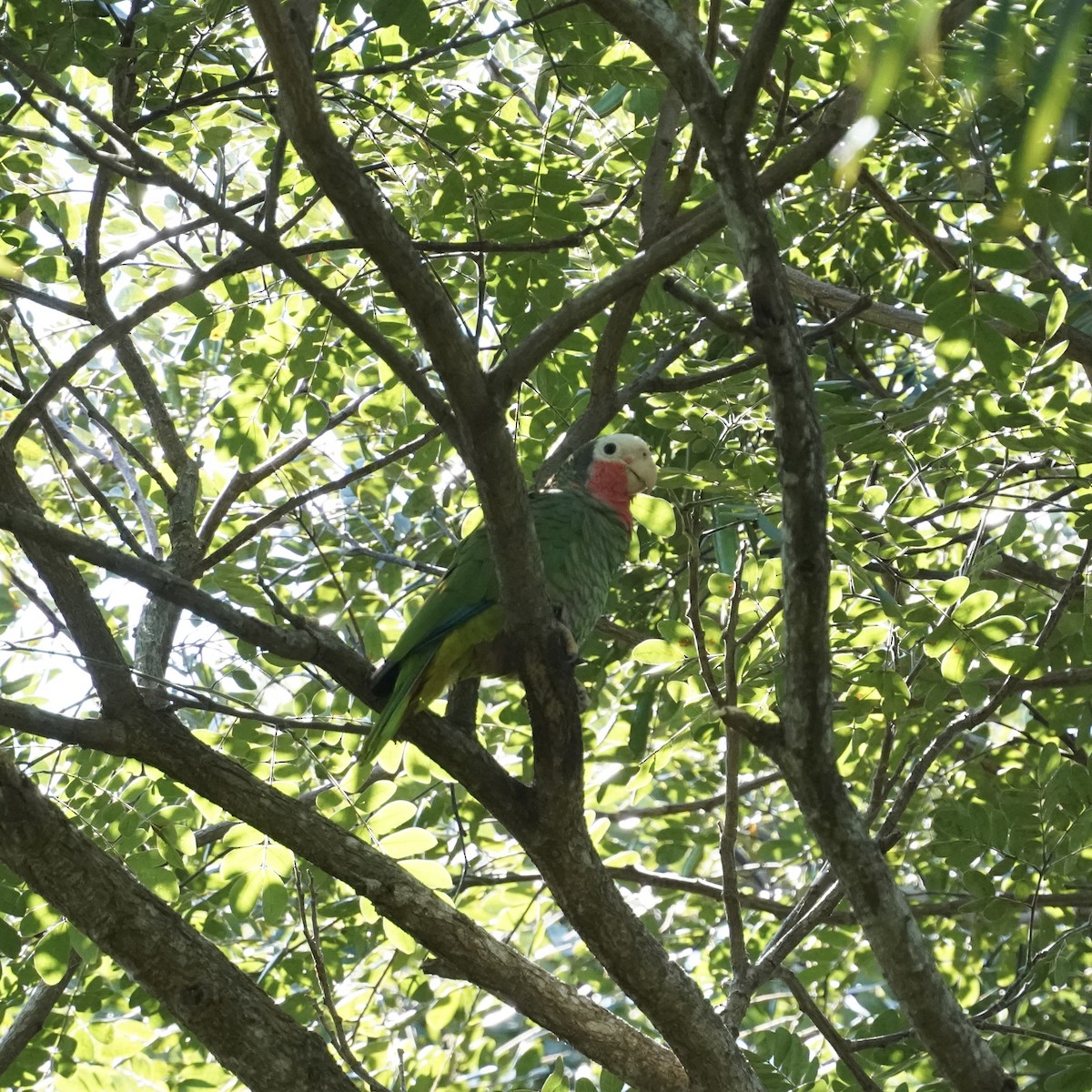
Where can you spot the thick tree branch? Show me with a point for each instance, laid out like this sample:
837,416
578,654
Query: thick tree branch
203,989
807,753
158,741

________________________________________

Will you restate every entry word for word and omit the images?

__Expected answer__:
Where can you spot the thick tree branch? Show me with a point for each instance, laid out like this sample:
837,416
578,654
Query: thick tree branch
203,989
807,753
158,741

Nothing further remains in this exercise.